No otra vez. Las designaciones de nuestras últimas fórmulas presidenciales, me refiero a las del peronismo, trajeron mucha indignación en la militancia. Al menos en quienes escribimos estas líneas. Pero esas decisiones no fueron de un día para otro. Se generaron las condiciones durante mucho tiempo, de a poco, por lo bajo. Y los militantes no hicimos nada. Pero nos lo prometimos en 2023, otra vez NO. Ni Scioli, ni Alberto ni Massa. Ni Pichetto.

Hay que decirlo claro y hay que decirlo ya: Cristina se juntó durante más de una hora con el ex candidato a vice presidente de Mauricio Macri. Hablaron de armar un frente anti Milei “con todos”. Fue una especie de bautismo, una bienvenida formal a las filas. Una especie de ceremonia de perdón. Yo me pregunto: ¿No aprendimos de lo que le pasó a Larreta? Se cansó de juntar dirigentes, desde Espert hasta Gerardo Moralez, y perdió la interna. P

Juntar dirigentes no garantiza ganar elecciones. La política cambió. Ademas, sería bueno poner en discusión el concepto de “dirigente”, ¿a quién representa o moviliza Pichetto?

Es presidente un tipo que ganó las elecciones sin tener un centímetro de territorialidad. Y aunque no fuera así, otra vez NO. Ya vimos lo que pasó con los rejuntes para ganar elecciones. El gobierno de Alberto Fernandez, con Cristina y Massa, le empeoró la vida a la gente. Y va a ser difícil que el pueblo nos lo perdone. Sobre todo si no median tres cosas: hacernos cargo, pedir perdón y, sobre todo, hacer algo distinto.

¿Pichetto puede estar? yo creo que sí. Pero a la fila. Al fondo de la fila, a empujar el carro.

Hay quienes creemos que Axel es el mejor candidato y la alternativa natural a este gobierno. Porque encarna lo mejor de nuestros años y porque tiene una idea de futuro. Porque gobierna, porque interpela, porque está formado y probado en batalla. Estamos dispuestos a aceptar que quizás puede ser otro compañero o compañera, a discutirlo, incluso a llevarlo a votaciones internas. Pero no. Pichetto no. 

No queremos un peronismo a medida del Poder. Queremos un peronismo dispuesto a discutir el futuro, que pueda representar. Y sobre todo, que sea transformador. Demasiado olor a naftalina sale de las últimas reuniones.
····················
CONSIGNA: Por favor, copia de nuevo el fragmento del texto sobre el peronismo que arranca en las palabras "No queremos un" y termina después de "las últimas reuniones.", y cambia "naftalina" por "encierro". El listado es material aparte y no guarda relación con el texto.

EXTRACTO DE DATOS:
····················
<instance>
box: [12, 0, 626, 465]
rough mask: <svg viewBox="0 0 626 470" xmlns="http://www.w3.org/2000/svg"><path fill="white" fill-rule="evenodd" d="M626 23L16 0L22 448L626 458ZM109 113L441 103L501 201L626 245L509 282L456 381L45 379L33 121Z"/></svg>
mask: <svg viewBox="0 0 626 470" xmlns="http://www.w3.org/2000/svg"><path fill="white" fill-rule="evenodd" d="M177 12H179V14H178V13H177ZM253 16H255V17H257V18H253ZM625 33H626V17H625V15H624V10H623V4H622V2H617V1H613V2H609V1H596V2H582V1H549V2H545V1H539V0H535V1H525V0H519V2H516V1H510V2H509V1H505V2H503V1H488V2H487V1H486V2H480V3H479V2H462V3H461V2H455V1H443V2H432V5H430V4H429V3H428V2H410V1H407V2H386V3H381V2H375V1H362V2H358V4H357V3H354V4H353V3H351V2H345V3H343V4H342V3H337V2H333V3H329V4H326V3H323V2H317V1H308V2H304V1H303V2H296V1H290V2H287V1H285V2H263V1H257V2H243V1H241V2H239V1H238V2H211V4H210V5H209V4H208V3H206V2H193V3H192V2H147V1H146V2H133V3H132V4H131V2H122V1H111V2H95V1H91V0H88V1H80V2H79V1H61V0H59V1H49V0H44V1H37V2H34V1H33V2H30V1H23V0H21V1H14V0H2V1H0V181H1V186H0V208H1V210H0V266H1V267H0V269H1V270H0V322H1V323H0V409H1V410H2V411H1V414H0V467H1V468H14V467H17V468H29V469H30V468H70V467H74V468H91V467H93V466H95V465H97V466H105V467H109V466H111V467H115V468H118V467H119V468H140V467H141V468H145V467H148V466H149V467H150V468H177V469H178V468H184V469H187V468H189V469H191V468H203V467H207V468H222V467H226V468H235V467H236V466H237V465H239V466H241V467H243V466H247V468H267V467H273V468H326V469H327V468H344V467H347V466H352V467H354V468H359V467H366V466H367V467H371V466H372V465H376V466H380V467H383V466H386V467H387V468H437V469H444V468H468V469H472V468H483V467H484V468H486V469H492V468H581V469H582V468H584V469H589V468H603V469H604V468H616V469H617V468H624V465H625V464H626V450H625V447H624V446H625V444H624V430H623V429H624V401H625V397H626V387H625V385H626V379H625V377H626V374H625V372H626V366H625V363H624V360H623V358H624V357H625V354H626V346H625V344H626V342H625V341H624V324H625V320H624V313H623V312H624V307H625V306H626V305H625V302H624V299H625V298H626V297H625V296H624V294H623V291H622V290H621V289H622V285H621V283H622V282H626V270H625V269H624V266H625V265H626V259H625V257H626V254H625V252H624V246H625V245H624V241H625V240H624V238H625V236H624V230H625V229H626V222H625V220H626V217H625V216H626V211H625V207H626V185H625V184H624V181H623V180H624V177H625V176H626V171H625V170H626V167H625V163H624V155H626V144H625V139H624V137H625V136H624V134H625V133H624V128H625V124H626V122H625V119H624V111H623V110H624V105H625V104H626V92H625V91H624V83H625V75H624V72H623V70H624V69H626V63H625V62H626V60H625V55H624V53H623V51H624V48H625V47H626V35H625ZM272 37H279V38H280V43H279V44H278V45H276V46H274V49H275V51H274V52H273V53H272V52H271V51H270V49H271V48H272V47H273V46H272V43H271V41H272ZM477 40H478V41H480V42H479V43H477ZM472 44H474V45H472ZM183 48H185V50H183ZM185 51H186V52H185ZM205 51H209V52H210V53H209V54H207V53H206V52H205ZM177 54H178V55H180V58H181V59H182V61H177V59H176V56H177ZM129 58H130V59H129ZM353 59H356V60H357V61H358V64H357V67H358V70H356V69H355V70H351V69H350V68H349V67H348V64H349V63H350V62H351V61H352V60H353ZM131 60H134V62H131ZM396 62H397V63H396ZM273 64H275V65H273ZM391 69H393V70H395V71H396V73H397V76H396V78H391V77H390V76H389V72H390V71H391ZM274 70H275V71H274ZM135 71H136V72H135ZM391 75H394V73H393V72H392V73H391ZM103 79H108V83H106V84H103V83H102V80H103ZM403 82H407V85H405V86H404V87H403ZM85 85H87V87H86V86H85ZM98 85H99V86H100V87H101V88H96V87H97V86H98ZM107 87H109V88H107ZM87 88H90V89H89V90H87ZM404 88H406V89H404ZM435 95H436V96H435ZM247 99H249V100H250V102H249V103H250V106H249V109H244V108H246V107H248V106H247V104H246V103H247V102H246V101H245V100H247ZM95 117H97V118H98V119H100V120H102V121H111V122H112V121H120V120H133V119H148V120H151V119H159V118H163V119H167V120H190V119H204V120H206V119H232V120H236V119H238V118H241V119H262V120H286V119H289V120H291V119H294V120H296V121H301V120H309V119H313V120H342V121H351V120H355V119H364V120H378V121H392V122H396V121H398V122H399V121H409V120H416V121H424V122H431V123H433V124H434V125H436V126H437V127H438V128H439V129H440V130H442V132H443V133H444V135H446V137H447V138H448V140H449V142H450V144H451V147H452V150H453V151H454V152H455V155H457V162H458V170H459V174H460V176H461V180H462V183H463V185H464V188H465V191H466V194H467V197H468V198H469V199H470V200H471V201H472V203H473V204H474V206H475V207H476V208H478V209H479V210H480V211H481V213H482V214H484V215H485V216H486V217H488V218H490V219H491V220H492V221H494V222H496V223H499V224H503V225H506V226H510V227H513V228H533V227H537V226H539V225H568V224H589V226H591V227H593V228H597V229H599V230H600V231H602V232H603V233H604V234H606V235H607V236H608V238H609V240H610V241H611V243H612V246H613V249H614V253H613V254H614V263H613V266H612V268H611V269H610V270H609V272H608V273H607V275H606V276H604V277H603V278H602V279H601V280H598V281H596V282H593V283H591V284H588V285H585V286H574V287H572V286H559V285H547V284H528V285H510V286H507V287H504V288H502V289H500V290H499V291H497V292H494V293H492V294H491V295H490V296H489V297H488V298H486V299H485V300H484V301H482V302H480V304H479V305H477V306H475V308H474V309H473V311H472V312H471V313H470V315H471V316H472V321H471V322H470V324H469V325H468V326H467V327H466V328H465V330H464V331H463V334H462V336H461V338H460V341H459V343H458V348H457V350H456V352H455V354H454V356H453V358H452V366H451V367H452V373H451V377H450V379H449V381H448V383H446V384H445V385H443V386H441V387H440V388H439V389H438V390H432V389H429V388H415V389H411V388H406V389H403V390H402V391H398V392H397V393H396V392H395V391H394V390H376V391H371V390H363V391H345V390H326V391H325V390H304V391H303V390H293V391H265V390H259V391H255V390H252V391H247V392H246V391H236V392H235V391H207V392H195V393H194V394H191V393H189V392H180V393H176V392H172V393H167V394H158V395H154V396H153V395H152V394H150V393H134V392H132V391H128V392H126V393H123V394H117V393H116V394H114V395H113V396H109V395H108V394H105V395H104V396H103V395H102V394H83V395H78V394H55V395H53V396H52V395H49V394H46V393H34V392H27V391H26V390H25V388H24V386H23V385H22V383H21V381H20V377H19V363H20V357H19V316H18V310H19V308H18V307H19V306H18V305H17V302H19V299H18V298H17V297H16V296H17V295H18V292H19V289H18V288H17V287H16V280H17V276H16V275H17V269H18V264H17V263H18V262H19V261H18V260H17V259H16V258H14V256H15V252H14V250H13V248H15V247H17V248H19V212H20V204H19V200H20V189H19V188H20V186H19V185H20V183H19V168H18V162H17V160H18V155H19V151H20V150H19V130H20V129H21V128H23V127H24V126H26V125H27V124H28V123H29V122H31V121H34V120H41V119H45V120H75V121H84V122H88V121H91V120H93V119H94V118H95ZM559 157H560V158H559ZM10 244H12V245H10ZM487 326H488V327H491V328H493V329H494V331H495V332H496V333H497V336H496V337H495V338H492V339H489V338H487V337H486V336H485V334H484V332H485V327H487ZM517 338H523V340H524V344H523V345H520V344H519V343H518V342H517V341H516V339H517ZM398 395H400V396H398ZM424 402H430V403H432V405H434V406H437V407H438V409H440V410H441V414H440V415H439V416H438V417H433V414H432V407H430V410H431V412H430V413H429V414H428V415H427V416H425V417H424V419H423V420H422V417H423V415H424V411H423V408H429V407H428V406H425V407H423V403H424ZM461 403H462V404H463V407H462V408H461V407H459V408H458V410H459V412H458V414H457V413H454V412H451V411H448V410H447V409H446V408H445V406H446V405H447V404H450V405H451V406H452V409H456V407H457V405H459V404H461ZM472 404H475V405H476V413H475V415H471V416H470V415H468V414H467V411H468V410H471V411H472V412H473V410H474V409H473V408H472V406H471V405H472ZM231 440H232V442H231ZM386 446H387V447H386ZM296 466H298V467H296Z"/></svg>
····················
RESPUESTA:
No queremos un peronismo a medida del Poder. Queremos un peronismo dispuesto a discutir el futuro, que pueda representar. Y sobre todo, que sea transformador. Demasiado olor a encierro sale de las últimas reuniones.